_Quoted text_
********

Woe, even Marquis de Sade would have blushed at such straw-manning.

But, when they arrive at JFK, hop in a cab on their way to a hotel for the night, young Omar sees from her seat homelessness, squalor, and she is dismayed:

Through the window of the taxi I watched the darkened highways become city streets -- and I was appalled by what I saw. Trash everywhere...Large pyramids, some even taller than I was, of black trash bags lined the streets -- as if New Yorkers were preparing for a levee to break.

The scene is something she will later draw on in her political career to message that there is a considerable difference between what America advertizes about itself and the product you get handed -- but that, working together, we can all make the Dream happen, bring the Ad to life.

********

_Record set_
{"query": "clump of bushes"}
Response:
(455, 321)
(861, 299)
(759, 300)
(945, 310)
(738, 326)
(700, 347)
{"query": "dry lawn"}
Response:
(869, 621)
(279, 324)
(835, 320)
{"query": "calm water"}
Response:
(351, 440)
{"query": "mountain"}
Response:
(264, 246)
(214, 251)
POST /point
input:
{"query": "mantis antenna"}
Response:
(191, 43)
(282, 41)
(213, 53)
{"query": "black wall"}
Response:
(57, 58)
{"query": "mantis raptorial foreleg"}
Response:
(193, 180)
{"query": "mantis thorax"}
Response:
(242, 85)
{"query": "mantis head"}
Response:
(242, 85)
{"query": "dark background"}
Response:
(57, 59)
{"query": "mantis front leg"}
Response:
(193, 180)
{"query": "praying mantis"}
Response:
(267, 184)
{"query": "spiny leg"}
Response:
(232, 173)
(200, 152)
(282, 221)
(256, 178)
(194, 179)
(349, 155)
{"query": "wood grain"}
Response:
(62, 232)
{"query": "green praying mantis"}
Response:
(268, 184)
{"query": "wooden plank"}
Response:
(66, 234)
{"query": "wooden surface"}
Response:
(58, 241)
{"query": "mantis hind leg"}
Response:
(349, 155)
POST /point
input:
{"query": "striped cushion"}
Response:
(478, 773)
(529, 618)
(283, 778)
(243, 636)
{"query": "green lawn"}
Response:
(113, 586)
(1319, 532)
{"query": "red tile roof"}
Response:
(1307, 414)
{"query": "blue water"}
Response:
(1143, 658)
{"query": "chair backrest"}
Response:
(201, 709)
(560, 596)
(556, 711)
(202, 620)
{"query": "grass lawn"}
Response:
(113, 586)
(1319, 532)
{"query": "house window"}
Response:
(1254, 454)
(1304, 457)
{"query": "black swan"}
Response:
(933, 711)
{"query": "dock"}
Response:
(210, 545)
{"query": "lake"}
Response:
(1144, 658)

********

_Goals_
1. In the passage about arriving in New York, copy out the part that begins at the words "Woe, even Marquis" and stops after "Ad to life.", replacing "taxi" with "car".
2. Answer these questions from the passage about arriving in New York:
(a) At which airport do they arrive?
(b) What lined the streets in large pyramids?
(c) In what career will the scene later be drawn on?

_Full solutions_
1.
Woe, even Marquis de Sade would have blushed at such straw-manning.

But, when they arrive at JFK, hop in a cab on their way to a hotel for the night, young Omar sees from her seat homelessness, squalor, and she is dismayed:

Through the window of the car I watched the darkened highways become city streets -- and I was appalled by what I saw. Trash everywhere...Large pyramids, some even taller than I was, of black trash bags lined the streets -- as if New Yorkers were preparing for a levee to break.

The scene is something she will later draw on in her political career to message that there is a considerable difference between what America advertizes about itself and the product you get handed -- but that, working together, we can all make the Dream happen, bring the Ad to life.

2.
(a) JFK
(b) Black trash bags
(c) Her political career